◆ What you need to do: Please give again, exactly and only, the stretch of lines from the one containing "positive clicks: (509, 106)" to the end of the entries below.
================
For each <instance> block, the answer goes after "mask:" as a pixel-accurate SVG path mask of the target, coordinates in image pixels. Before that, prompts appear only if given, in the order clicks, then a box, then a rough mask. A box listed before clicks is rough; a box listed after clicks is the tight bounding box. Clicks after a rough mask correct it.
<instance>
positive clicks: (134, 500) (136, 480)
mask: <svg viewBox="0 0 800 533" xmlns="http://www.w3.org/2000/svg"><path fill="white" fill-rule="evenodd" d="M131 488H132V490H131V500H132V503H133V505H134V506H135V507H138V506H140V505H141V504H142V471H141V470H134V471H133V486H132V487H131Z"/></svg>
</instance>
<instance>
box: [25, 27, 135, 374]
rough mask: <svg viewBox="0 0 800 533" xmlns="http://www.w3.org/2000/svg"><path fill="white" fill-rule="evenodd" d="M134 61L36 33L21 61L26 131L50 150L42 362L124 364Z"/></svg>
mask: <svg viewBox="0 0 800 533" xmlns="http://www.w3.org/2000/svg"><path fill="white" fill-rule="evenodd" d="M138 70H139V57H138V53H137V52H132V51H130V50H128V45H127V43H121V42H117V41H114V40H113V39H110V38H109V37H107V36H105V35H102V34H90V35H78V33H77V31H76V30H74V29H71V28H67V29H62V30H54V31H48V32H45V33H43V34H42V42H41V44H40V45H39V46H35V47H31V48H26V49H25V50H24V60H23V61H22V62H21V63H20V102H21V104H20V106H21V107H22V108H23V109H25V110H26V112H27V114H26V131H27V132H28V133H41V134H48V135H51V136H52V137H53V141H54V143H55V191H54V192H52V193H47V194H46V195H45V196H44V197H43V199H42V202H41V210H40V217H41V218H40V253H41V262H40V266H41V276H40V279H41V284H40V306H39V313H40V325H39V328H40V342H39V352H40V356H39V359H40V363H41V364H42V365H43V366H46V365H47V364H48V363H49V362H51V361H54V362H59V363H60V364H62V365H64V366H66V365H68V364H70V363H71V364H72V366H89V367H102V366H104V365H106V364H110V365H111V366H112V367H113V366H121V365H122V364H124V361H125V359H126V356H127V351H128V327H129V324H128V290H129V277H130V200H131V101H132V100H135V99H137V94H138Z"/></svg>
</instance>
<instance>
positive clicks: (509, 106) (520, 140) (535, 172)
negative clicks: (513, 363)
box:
================
◆ Written answer:
positive clicks: (509, 106) (520, 140) (535, 172)
negative clicks: (513, 363)
box:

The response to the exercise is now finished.